Task instructions | Copy out every line of the items below, requests included, and increase each coordinate in the answer point lists by 14. Leave the requests and their sample point lists unchanged.

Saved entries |
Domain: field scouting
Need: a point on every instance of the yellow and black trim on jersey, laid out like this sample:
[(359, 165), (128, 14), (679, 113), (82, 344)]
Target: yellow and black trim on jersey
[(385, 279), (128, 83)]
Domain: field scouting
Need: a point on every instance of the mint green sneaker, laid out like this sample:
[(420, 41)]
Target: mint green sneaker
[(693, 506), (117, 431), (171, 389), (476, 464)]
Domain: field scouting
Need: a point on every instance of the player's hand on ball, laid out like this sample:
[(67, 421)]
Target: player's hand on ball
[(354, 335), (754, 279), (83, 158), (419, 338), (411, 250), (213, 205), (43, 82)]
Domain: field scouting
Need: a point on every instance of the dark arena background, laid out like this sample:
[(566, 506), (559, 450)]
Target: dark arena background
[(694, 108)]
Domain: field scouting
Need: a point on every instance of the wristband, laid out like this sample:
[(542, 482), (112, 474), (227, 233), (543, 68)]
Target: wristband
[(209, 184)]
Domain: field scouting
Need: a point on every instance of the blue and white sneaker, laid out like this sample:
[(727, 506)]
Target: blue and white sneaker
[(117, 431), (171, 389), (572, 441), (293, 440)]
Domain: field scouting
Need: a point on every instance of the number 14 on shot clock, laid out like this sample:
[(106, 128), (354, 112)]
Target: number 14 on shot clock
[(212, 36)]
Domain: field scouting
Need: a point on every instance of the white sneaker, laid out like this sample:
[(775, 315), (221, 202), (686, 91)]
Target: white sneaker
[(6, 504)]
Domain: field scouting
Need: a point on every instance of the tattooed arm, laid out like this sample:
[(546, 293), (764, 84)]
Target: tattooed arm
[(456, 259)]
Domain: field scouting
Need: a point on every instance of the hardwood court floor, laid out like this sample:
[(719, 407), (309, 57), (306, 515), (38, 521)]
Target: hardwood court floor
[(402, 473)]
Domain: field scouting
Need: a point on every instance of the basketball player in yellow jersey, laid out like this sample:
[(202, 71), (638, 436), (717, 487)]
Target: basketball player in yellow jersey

Task answer |
Domain: field scouting
Need: a point on every instance of the yellow and black trim on jersey, laid out like this sample:
[(359, 165), (128, 14), (679, 113), (82, 344)]
Target: yellow and black trim on jersey
[(399, 293), (142, 97)]
Domain: field scouting
Need: a point on every instance of the mint green sneaker, laid out like this sample:
[(420, 41)]
Target: mint green sneaker
[(707, 520), (131, 445), (185, 403), (490, 478)]
Domain: field scouting
Need: a point on every instance of the player's hand on ball, laid out like this sample:
[(67, 421)]
Target: player's hand on ball
[(368, 349), (768, 293), (97, 172), (433, 352), (425, 264), (227, 219), (57, 96)]
Domain: field scouting
Need: a point on every instance of the dark arena background, laid out like this sample:
[(566, 506), (559, 450)]
Target: dark arena background
[(708, 122)]
Domain: field scouting
Need: a point on every instance of the wristband, laid out like this sample:
[(542, 482), (112, 474), (227, 233), (543, 68)]
Target: wristband
[(223, 198)]
Domain: field scouting
Need: a point on every instance of the blue and white sneaker, laid out like this sample:
[(727, 506)]
Target: blue and white sneaker
[(131, 445), (185, 403), (586, 455), (307, 454)]
Domain: field scouting
Need: a point on every instance of the number 14 on shot clock, laid out like this sample:
[(106, 128), (354, 112)]
Target: number 14 on shot clock
[(226, 50)]
Domain: field scouting
Need: a point on every instance of the white sneaker, laid out like this sample:
[(775, 315), (221, 202), (686, 91)]
Target: white sneaker
[(20, 518)]
Domain: field scouting
Need: a point on every instance of the tattooed arm, laid out like this sample:
[(546, 293), (764, 84)]
Target: tattooed arm
[(470, 273)]
Domain: field scouting
Need: a point on every instance of the hardwood court floor, laid out like this sample:
[(719, 407), (309, 57), (306, 515), (38, 521)]
Target: hardwood court floor
[(416, 487)]
Domain: field scouting
Need: a point on every instance of the basketball player in yellow jersey, laid out like this sample:
[(202, 71), (638, 436), (717, 487)]
Target: basketball player in yellow jersey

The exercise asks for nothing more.